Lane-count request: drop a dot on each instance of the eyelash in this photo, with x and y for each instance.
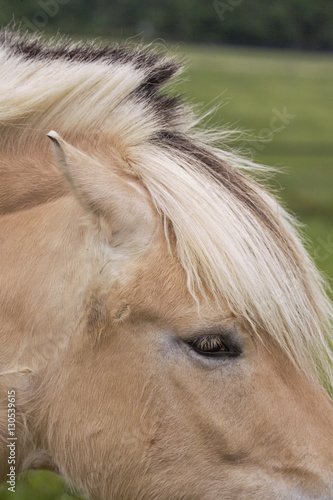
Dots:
(214, 346)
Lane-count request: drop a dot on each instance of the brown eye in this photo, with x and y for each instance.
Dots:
(214, 346)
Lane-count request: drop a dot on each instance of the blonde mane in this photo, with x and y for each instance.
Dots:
(234, 240)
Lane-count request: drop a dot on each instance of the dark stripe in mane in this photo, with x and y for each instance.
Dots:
(230, 178)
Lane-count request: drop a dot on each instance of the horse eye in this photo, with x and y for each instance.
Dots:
(214, 346)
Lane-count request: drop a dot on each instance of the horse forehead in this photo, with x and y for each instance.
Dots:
(156, 287)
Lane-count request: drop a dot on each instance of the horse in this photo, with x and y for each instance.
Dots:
(164, 333)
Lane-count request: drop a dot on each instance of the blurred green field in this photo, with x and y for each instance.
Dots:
(256, 86)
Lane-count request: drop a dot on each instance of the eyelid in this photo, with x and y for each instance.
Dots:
(228, 337)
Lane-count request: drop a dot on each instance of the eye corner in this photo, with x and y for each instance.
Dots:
(215, 345)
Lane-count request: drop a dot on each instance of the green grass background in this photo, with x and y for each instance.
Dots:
(251, 84)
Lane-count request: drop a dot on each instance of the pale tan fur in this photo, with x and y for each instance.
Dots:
(132, 238)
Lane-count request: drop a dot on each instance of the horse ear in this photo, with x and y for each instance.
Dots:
(120, 200)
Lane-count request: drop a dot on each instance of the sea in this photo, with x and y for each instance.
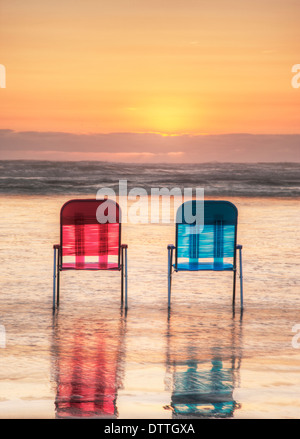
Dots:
(203, 358)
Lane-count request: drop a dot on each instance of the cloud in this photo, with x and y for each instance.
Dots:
(149, 147)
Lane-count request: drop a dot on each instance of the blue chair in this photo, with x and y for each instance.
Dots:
(209, 246)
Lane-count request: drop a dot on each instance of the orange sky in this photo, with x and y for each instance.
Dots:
(167, 66)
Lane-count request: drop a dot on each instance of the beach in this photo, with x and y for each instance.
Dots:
(202, 359)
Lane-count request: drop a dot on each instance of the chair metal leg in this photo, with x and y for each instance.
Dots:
(122, 277)
(234, 284)
(57, 279)
(54, 279)
(241, 275)
(126, 280)
(170, 257)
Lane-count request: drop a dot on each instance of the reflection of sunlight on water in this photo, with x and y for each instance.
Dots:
(203, 361)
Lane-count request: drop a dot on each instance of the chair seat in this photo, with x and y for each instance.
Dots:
(197, 266)
(90, 266)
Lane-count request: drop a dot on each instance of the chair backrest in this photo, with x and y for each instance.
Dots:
(82, 235)
(213, 240)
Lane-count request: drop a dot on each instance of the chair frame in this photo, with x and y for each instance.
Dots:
(173, 248)
(57, 263)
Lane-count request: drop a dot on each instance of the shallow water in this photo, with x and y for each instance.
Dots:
(200, 360)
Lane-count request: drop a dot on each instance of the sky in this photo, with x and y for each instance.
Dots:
(170, 80)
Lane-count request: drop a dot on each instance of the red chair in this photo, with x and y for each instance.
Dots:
(90, 239)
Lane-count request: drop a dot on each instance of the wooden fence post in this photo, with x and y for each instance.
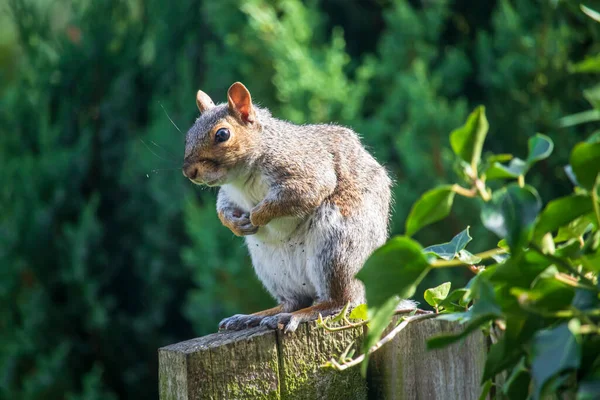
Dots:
(264, 364)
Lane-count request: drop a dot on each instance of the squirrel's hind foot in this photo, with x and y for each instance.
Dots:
(239, 321)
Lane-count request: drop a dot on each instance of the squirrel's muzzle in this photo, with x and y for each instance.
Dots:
(190, 170)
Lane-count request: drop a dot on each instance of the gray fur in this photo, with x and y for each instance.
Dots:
(337, 203)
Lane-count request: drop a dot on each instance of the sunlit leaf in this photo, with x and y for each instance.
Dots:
(585, 161)
(450, 250)
(395, 269)
(359, 312)
(517, 384)
(380, 317)
(433, 206)
(515, 168)
(467, 141)
(560, 212)
(540, 147)
(467, 257)
(553, 351)
(436, 295)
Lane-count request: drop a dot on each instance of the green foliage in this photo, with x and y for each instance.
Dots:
(107, 253)
(431, 207)
(543, 298)
(467, 141)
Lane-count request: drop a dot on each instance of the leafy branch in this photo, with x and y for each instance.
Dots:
(346, 361)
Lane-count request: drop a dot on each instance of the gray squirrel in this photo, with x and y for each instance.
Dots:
(310, 201)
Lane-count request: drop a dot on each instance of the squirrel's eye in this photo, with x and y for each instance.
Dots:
(222, 135)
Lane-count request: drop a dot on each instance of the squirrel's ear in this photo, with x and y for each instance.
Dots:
(203, 101)
(240, 102)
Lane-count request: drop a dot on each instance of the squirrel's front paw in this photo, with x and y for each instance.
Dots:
(238, 222)
(259, 216)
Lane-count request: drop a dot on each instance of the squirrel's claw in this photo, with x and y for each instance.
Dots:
(238, 322)
(287, 322)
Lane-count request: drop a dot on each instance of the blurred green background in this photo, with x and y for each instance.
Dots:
(107, 252)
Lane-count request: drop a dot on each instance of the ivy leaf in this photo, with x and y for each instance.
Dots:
(553, 351)
(458, 300)
(467, 257)
(431, 207)
(515, 168)
(395, 269)
(484, 310)
(517, 385)
(576, 228)
(467, 141)
(359, 312)
(560, 212)
(511, 214)
(585, 162)
(540, 147)
(450, 250)
(436, 295)
(380, 317)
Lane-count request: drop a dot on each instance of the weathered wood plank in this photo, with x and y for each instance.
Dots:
(301, 355)
(264, 364)
(225, 365)
(404, 369)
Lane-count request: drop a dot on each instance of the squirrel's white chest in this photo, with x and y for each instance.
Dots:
(246, 194)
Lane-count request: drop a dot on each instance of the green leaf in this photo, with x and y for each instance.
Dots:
(575, 228)
(467, 257)
(396, 268)
(436, 295)
(515, 168)
(560, 212)
(585, 161)
(359, 312)
(467, 141)
(593, 96)
(511, 214)
(590, 13)
(546, 295)
(517, 385)
(433, 206)
(458, 300)
(540, 147)
(450, 250)
(553, 351)
(502, 355)
(380, 317)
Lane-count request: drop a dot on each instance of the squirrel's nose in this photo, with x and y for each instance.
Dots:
(190, 171)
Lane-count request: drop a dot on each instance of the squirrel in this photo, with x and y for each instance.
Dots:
(310, 201)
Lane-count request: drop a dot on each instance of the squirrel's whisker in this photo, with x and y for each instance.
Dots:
(153, 152)
(176, 127)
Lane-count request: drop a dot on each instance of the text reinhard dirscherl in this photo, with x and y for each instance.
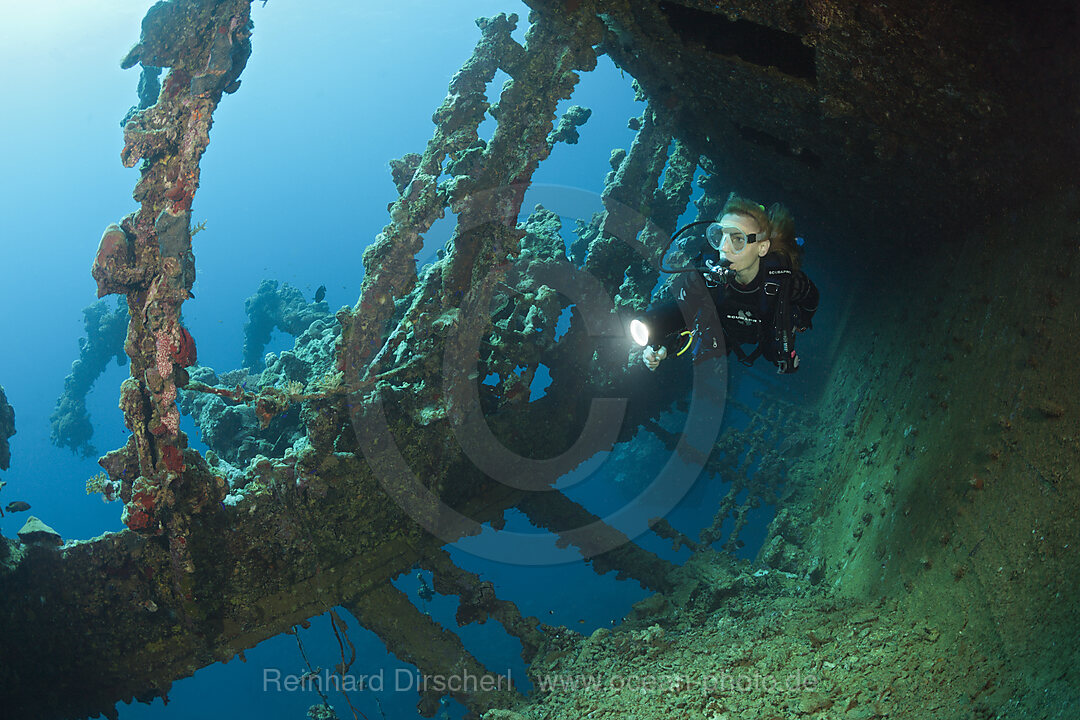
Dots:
———
• TASK INSTRUCTIONS: Can you change every "drop a dot" in all of the lines above to "place a marker" and write the lines out again with nothing else altered? Leave the pictures out.

• SOLUTION:
Lane-count request: place a marker on each instance of the eyelash in this photo, with x and y for each instance.
Dots:
(214, 346)
Lane-count request: place a marker on each instance of the brown eye in this photo, with x and y for each instance.
Dots:
(214, 346)
Lane-count request: place a marker on each instance of the blonde mane in this photo, with x and y for each instance.
Dots:
(234, 240)
Lane-count request: place a marker on each instance of the dark stripe in mane in this photo, with x and y for each instance.
Dots:
(230, 178)
Lane-count request: place a marker on each instance of the horse eye in this photo, with x and y for each instance.
Dots:
(214, 346)
Lane-count request: place a marker on each instance of the horse forehead in this photo, with x and y for each instance.
Dots:
(156, 287)
Lane-count request: place a marker on each instance of the horse in this photo, with x and y for each instance.
Dots:
(164, 333)
Lane-count request: place a marker on each instance of the blurred green field in this photo, with x and y for each instance.
Dots:
(256, 86)
Lane-count request: place a marker on each instance of the eyelid in this photo, with x and y for each instance.
Dots:
(228, 337)
Lane-count request: place a marker on each instance of the eye corner in this photo, with x and y for each instance.
Dots:
(215, 345)
Lane-count request: place a marker on each instance of the green grass background in this photo, with x and y for each instance.
Dots:
(251, 84)
Lane-count request: place a marker on each instance of the pale tan fur in this photo, with x and y for each instance.
Dots:
(132, 238)
Lane-count request: place a marker on each instance of the horse ear in this photo, with x and y for each instance.
Dots:
(120, 200)
Lane-count request: place a marker on each instance of the sea in this photo, with x and y for each instance.
Dots:
(203, 358)
Lane-count request: place a marker on each instance of the cloud in this photo, with x and y for each instance.
Dots:
(149, 147)
Lane-count request: place a marker on each instance of the blue chair in this photo, with x and y for each instance.
Dots:
(209, 246)
Lane-count request: place a marker on each instance of the orange sky in this photo, with x and y for each instance.
Dots:
(167, 66)
Lane-count request: place a marker on each instance of the beach in this photo, with x and y for each instance.
Dots:
(202, 359)
Lane-count request: place a marker on each instance of the chair metal leg in this photo, with x and y for each instance.
Dots:
(122, 277)
(234, 284)
(57, 279)
(54, 279)
(241, 275)
(126, 280)
(170, 257)
Lane-count request: place a marker on each instance of the reflection of sunlight on water in this photo, with x and y for each instance.
Dots:
(203, 361)
Lane-count request: place a marker on each instance of the chair seat in this photo, with x and y for each instance.
Dots:
(197, 266)
(90, 266)
Lane-count request: place a marker on each instance of the chair backrest in this photo, with x and y for each instance.
Dots:
(82, 235)
(213, 240)
Lane-count request: place a marker on each instance of the chair frame in this photo, with x and y for each instance.
Dots:
(173, 248)
(57, 263)
Lane-count request: place a marker on each instance of the shallow water in this photo, with x and y for each instance.
Dots:
(200, 360)
Lane-count request: place a marker on each instance of the sky in this photo, with x and y for each instance.
Dots:
(170, 80)
Lane-count request: place a marker on each instance of the red chair in this photo, with x and y for each instance.
Dots:
(90, 239)
Lane-count request: place a marker on each instance of the wooden fence post in this photo, with x and y for each instance.
Dots:
(264, 364)
Lane-count request: place a marker on each instance of the squirrel's hind foot in this photo, with x and y for each instance.
Dots:
(239, 321)
Lane-count request: place a marker on each instance of the squirrel's muzzle in this photo, with x and y for each instance.
Dots:
(190, 170)
Lane-count request: place a marker on each instance of the gray fur in this photo, with x and y for each instance.
Dots:
(337, 203)
Lane-count request: place a marker on each instance of the sunlit leaf in this photo, with x and y for each instance.
Dots:
(585, 161)
(450, 250)
(395, 269)
(359, 312)
(517, 384)
(380, 317)
(433, 206)
(515, 168)
(467, 141)
(560, 212)
(540, 147)
(467, 257)
(553, 351)
(436, 295)
Lane-count request: place a marker on each instance of the green foliage in this photo, with x and y for each instance.
Dots:
(107, 253)
(431, 207)
(543, 298)
(467, 141)
Lane-count request: place a marker on each instance of the leafy branch in this photo, with x and y for each instance.
Dots:
(346, 361)
Lane-count request: place a marker on each instance of the gray squirrel in this photo, with x and y for each instance.
Dots:
(310, 201)
Lane-count request: place a marker on each instance of the squirrel's eye in this photo, with x and y for each instance.
Dots:
(222, 135)
Lane-count request: place a marker on each instance of the squirrel's ear in this photo, with x and y for each instance.
Dots:
(203, 101)
(240, 102)
Lane-count request: place a marker on each instance of the squirrel's front paw in this photo, with x and y for each instance.
Dots:
(238, 222)
(259, 216)
Lane-count request: place a marker on each instance of the squirrel's claw in this photo, with x and y for each instance.
Dots:
(238, 322)
(287, 322)
Lane-count request: place a marker on each instance of the blurred green background in this photo, with x and y for each instance.
Dots:
(107, 252)
Lane-count request: place a marker on each instance of the ivy leaf in this photo, with x and y for each instance.
Dots:
(553, 351)
(458, 300)
(467, 257)
(431, 207)
(515, 168)
(395, 269)
(484, 310)
(517, 385)
(576, 228)
(467, 141)
(359, 312)
(560, 212)
(511, 214)
(585, 162)
(540, 147)
(450, 250)
(436, 295)
(380, 317)
Lane-count request: place a marker on each instance of the weathered wood plank in this photo, with x and y for each instance.
Dots:
(301, 355)
(264, 364)
(225, 365)
(404, 369)
Lane-count request: place a marker on each instance of the squirrel's white chest in this photo, with x and y for each instance.
Dots:
(246, 194)
Lane-count request: place a marker on each instance of the green leaf in this photo, with x and y for each instance.
Dots:
(575, 228)
(467, 257)
(396, 268)
(436, 295)
(515, 168)
(560, 212)
(585, 161)
(359, 312)
(467, 141)
(593, 96)
(511, 214)
(590, 13)
(546, 295)
(517, 385)
(433, 206)
(458, 300)
(540, 147)
(450, 250)
(553, 351)
(502, 355)
(380, 317)
Lane-count request: place a marker on each instance of the squirrel's nose in this photo, with x and y for each instance.
Dots:
(190, 171)
Lane-count request: place a marker on each instance of the squirrel in this photo, with x and y for each instance.
Dots:
(310, 201)
Lane-count request: place a marker on each instance of the squirrel's whisker in this photo, with x and y for each instance.
Dots:
(153, 152)
(176, 127)
Lane-count request: place a marker on each instance of the text reinhard dirscherl in this photo, with x and y for each instance.
Dots:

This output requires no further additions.